*INPUT ROWS*
******
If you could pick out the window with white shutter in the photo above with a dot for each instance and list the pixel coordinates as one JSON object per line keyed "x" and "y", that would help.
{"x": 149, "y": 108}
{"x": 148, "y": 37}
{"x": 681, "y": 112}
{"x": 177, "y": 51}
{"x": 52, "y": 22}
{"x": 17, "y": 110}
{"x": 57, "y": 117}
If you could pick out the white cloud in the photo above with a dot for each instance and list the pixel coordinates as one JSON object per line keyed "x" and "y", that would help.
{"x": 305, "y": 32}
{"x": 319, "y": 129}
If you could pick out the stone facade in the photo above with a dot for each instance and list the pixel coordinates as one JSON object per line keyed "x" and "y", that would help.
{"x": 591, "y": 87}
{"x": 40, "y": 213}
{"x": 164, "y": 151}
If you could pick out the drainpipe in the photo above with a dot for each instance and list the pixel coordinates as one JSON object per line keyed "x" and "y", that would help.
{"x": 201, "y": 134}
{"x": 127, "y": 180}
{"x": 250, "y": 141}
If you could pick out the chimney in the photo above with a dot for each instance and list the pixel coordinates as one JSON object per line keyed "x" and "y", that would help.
******
*THE REQUEST*
Write out the listing above again, swapping "dot" for "point" wherever it appears and keeping everything else the same.

*SOLVED EXERCISE*
If you could pick out the window with white shutter in the photo above with a point for each instance and list the pixel coordinates as one JSON object per line keyed "x" and "y", that would help.
{"x": 149, "y": 108}
{"x": 148, "y": 37}
{"x": 681, "y": 112}
{"x": 177, "y": 51}
{"x": 52, "y": 22}
{"x": 17, "y": 110}
{"x": 57, "y": 117}
If you could pick out the white cloud in the photo above with a point for each instance and list the pixel coordinates as one JSON object per line keyed "x" and "y", that would help.
{"x": 305, "y": 32}
{"x": 319, "y": 129}
If you could pick out the stone facade in the photo above with a point for each instance and list the pixel coordinates as one JSON object per line keyed "x" and "y", that would help.
{"x": 591, "y": 87}
{"x": 40, "y": 213}
{"x": 164, "y": 151}
If you could pick out the drainpipe in the photo above with a point for each instance and list the pixel coordinates as one JSON object per line keyed "x" and "y", that would help.
{"x": 201, "y": 134}
{"x": 127, "y": 180}
{"x": 250, "y": 141}
If you could pick out the chimney in the photo above with a point for each instance and list the pixel coordinates as one JSON object per line keyed "x" and "y", that would help.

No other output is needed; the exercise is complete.